- _Exercise requirements_: How many lines in the items below contain the word "visible"? Reply with the number alone.

- _Records for processing_:
--
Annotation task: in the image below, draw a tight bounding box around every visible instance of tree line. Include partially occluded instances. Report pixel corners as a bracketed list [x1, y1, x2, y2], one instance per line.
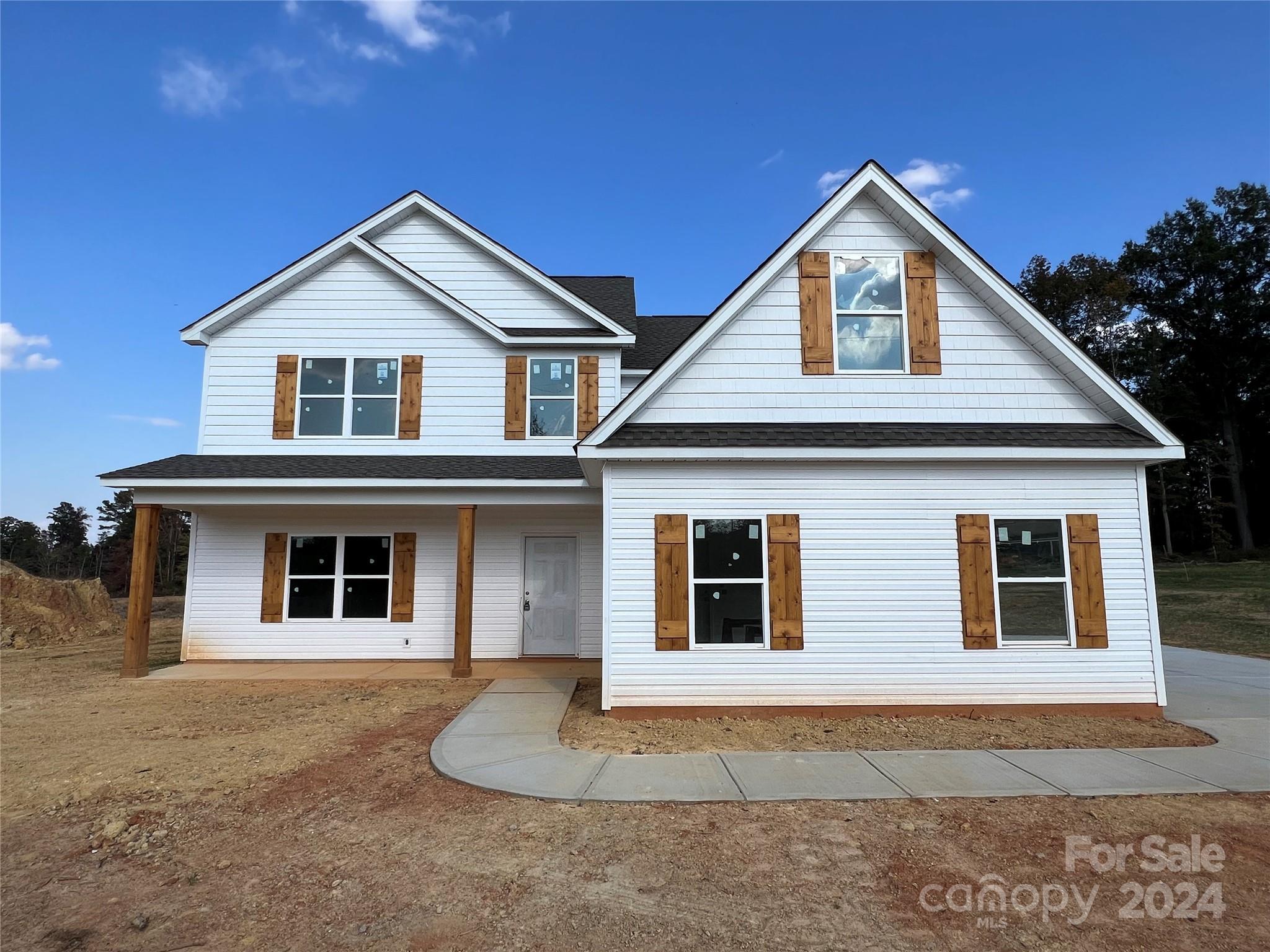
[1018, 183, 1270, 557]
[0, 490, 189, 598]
--
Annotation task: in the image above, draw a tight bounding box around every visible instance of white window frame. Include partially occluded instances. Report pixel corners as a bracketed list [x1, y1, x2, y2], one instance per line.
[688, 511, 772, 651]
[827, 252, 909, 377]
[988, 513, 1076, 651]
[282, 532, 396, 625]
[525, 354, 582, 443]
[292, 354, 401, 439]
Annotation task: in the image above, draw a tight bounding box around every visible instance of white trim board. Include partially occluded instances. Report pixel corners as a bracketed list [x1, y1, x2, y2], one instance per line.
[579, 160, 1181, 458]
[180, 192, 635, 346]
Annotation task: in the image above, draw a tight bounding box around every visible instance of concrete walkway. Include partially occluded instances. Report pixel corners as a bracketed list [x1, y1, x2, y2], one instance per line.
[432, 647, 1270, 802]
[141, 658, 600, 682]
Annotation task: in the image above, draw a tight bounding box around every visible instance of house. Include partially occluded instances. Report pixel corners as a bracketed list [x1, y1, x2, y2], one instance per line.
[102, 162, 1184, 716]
--
- _Expected answer_: 5